Your answer must be the data repeated exactly, with no pictures in it.

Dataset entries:
-=-=-

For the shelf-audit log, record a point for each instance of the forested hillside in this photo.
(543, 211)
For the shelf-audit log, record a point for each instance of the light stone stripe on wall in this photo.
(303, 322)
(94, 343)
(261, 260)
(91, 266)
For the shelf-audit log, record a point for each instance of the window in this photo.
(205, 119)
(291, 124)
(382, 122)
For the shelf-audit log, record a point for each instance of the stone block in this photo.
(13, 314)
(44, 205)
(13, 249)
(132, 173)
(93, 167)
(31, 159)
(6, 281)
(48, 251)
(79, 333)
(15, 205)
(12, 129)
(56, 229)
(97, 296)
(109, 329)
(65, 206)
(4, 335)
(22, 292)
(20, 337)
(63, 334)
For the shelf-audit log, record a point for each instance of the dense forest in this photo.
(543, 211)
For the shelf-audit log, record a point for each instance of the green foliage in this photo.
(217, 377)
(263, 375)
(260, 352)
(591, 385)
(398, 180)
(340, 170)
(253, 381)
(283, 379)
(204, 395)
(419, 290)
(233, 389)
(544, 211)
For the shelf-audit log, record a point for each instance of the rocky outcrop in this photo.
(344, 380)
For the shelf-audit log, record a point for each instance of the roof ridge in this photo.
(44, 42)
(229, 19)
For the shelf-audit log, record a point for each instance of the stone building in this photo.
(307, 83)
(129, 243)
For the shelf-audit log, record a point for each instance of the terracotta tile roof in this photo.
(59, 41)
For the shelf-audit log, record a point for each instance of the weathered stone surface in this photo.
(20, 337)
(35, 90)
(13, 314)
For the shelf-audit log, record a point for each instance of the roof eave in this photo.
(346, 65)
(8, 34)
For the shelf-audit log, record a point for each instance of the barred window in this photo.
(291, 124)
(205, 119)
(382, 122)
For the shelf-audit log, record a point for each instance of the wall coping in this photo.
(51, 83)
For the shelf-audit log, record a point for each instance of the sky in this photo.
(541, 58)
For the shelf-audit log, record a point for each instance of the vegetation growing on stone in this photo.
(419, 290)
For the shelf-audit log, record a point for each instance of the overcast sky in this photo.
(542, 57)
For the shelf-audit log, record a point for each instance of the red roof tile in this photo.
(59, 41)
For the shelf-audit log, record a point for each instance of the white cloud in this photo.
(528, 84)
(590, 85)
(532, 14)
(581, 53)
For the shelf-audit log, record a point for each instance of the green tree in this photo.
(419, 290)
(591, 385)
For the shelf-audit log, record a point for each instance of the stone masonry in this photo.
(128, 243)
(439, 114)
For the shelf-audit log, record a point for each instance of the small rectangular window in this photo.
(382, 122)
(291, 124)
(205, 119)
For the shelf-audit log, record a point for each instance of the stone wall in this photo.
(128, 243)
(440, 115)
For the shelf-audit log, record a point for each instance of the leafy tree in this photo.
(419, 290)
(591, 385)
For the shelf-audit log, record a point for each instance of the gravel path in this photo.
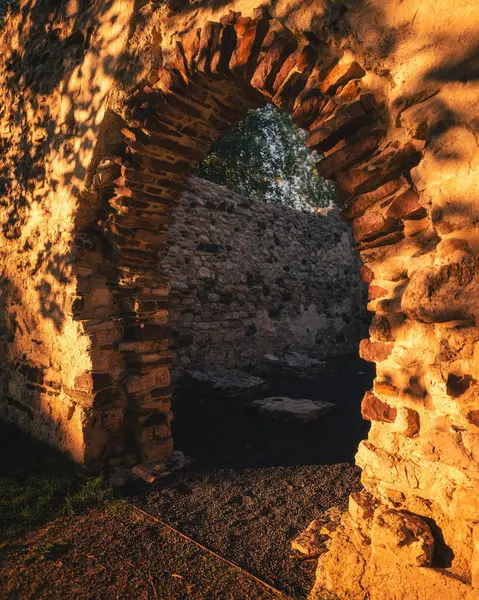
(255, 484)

-=-=-

RESULT:
For the shelf-audit log, record a point for each instance of the forested hillside in this photo.
(543, 211)
For the shelf-audit log, record a point for each instance of the light stone stripe on wall in this photo.
(303, 322)
(94, 343)
(261, 260)
(91, 266)
For the shelf-audit log, record a point for each instance of the window in this photo.
(205, 119)
(291, 124)
(382, 122)
For the shelf-audit log, record a point for each instance of the stone block in this photo.
(13, 314)
(44, 205)
(13, 249)
(132, 173)
(93, 167)
(31, 159)
(6, 281)
(48, 251)
(79, 333)
(15, 205)
(12, 129)
(56, 229)
(97, 296)
(109, 329)
(65, 206)
(4, 335)
(22, 292)
(20, 337)
(63, 334)
For the shelf-audit log, record a point for each instance of the dense forest in this photo.
(543, 211)
For the shelf-audit log, record a point for each instance of the green foliage in this photo.
(217, 377)
(263, 375)
(260, 352)
(591, 385)
(398, 180)
(340, 170)
(253, 381)
(283, 379)
(204, 395)
(419, 290)
(233, 389)
(544, 211)
For the shelf-audit log, record a point for each instance of the rocky outcrop in this photo.
(344, 380)
For the shelf-audit log, record a point for each instance of the roof ridge in this photo.
(44, 42)
(229, 19)
For the shelf-audit log, record a point for each instance of the stone building in this photo.
(307, 83)
(129, 243)
For the shelf-audit log, record a point for each instance of the terracotta tile roof in this photo.
(59, 41)
For the shelf-audit log, record a point for each instance of the weathered stone surface in this photo.
(20, 337)
(35, 90)
(13, 314)
For the shelf-audit log, record a point for each instance of the roof eave in this photo.
(346, 65)
(8, 34)
For the shelf-audit log, record a point for each instance of the barred window in this photo.
(291, 124)
(205, 119)
(382, 122)
For the shelf-audit log, record a point for each instance of the wall coping in this photo.
(51, 83)
For the shelf-audit log, record a point for each instance of the sky in this photo.
(541, 58)
For the shelf-audit log, record a point for each instance of the vegetation growing on stone in this photo.
(419, 290)
For the shelf-audit log, record a point for each instance of the overcast sky in this photo.
(542, 57)
For the shelf-audit log, record a point for each instance of the red roof tile in this photo.
(59, 41)
For the shelf-audit log, record a point for each instance of the white cloud in this photo.
(528, 84)
(590, 85)
(532, 14)
(581, 53)
For the shelf-audit log, record a point for each instance of the green tree in this photo.
(419, 290)
(591, 385)
For the shelf-audit log, record a point for each instance of the stone masonry in this photo.
(128, 243)
(439, 114)
For the shelf-audit log, record a point for each instance of the small rectangular window in this photo.
(382, 122)
(291, 124)
(205, 119)
For the shelf-audit log, record a point for each instance of the stone wall in this photo.
(128, 243)
(440, 115)
For the shelf-audit log, record a point for each instance of the leafy tree in this photo.
(419, 290)
(591, 385)
For the shelf-audit log, record a point for each instance of the gravel path in this photo.
(255, 484)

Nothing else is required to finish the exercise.